• [Stored rows]
◇ ◇ ◇ ◇ ◇ ◇ ◇
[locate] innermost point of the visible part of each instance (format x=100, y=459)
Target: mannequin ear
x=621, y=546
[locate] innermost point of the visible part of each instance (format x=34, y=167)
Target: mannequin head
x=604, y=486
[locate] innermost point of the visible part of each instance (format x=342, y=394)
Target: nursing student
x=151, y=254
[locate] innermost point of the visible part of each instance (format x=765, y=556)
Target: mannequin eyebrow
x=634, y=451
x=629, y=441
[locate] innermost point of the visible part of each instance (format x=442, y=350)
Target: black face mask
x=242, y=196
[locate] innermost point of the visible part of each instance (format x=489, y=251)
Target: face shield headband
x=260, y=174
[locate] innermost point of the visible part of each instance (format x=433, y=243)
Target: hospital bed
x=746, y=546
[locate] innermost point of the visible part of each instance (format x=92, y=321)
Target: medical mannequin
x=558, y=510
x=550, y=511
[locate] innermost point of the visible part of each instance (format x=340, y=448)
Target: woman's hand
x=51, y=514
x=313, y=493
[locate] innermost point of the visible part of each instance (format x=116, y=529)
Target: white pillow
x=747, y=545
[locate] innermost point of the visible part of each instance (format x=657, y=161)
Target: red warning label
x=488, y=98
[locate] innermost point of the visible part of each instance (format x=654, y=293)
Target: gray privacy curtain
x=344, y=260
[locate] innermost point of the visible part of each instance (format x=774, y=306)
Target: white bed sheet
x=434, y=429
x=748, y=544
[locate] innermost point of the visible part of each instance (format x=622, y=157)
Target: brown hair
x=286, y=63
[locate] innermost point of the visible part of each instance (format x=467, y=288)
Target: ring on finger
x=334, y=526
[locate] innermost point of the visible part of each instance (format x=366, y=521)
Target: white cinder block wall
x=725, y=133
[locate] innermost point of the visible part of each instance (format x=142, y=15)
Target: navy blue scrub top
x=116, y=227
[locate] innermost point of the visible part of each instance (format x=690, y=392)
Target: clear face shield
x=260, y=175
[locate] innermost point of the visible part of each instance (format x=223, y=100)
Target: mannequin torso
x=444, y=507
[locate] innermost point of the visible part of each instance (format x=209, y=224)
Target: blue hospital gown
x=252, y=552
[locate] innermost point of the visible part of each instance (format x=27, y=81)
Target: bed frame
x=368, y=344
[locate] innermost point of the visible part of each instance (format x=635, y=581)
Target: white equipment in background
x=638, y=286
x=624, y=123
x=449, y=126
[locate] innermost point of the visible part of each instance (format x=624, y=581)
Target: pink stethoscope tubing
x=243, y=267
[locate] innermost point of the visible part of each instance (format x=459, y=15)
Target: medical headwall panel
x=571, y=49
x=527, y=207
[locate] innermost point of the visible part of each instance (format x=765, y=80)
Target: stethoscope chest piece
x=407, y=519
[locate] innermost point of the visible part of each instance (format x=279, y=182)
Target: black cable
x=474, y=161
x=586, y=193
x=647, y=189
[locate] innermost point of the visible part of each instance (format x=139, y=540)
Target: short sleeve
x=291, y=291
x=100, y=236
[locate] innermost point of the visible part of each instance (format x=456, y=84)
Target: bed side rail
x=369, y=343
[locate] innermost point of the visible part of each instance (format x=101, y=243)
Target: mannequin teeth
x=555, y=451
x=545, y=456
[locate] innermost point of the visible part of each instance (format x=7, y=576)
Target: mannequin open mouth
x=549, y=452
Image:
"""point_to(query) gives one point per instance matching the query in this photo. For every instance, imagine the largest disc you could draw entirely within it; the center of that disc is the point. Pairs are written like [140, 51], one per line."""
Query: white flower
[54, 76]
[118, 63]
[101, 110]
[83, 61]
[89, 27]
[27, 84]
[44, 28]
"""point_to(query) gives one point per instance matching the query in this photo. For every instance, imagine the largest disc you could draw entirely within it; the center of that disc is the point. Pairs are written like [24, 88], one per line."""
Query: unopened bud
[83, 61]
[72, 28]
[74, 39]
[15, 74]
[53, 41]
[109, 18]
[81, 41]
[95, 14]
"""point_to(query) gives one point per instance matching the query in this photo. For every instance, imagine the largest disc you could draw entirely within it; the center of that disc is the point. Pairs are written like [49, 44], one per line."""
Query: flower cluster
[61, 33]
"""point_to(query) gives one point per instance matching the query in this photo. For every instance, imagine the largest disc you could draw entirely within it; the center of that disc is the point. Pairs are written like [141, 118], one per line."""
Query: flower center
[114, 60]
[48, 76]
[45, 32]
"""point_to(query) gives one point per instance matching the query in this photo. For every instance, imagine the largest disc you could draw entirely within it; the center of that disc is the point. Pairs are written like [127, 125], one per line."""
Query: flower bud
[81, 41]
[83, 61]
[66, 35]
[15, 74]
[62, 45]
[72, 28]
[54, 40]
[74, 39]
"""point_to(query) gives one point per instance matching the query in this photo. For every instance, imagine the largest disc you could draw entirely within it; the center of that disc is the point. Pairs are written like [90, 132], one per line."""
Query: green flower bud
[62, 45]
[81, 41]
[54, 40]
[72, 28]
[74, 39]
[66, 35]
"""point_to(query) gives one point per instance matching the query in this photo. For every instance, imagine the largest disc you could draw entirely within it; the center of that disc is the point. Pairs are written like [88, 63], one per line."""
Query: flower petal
◇ ◇ ◇ ◇ ◇ ◇ ◇
Convert the records from the line with "(format x=624, y=581)" to the line with "x=549, y=452", both included, into a Markdown table with the columns Row and Entry. Number each line and leave out blank lines.

| Row | Entry |
|---|---|
| 1 | [locate] innermost point of the visible part of each instance (format x=624, y=581) |
| 2 | Target: pink stethoscope tubing |
| 3 | x=243, y=267 |
| 4 | [locate] innermost point of the visible part of each instance (format x=459, y=15) |
| 5 | Target: medical headwall panel |
| 6 | x=571, y=49 |
| 7 | x=527, y=207 |
| 8 | [locate] innermost point of the visible part of each instance (format x=765, y=80) |
| 9 | Target: stethoscope chest piece |
| 10 | x=407, y=519 |
| 11 | [locate] innermost point of the visible part of each instance (format x=279, y=182) |
| 12 | Target: black cable |
| 13 | x=474, y=161 |
| 14 | x=586, y=193 |
| 15 | x=647, y=189 |
| 16 | [locate] innermost point of the visible part of each instance (format x=139, y=540) |
| 17 | Target: short sleeve |
| 18 | x=291, y=291 |
| 19 | x=100, y=236 |
| 20 | [locate] innermost point of the visible part of each instance (format x=456, y=84) |
| 21 | Target: bed side rail |
| 22 | x=369, y=343 |
| 23 | [locate] innermost point of the visible part of each instance (format x=101, y=243) |
| 24 | Target: mannequin teeth |
| 25 | x=555, y=451 |
| 26 | x=545, y=456 |
| 27 | [locate] innermost point of the visible part of each instance (format x=7, y=576) |
| 28 | Target: mannequin open mouth |
| 29 | x=549, y=452 |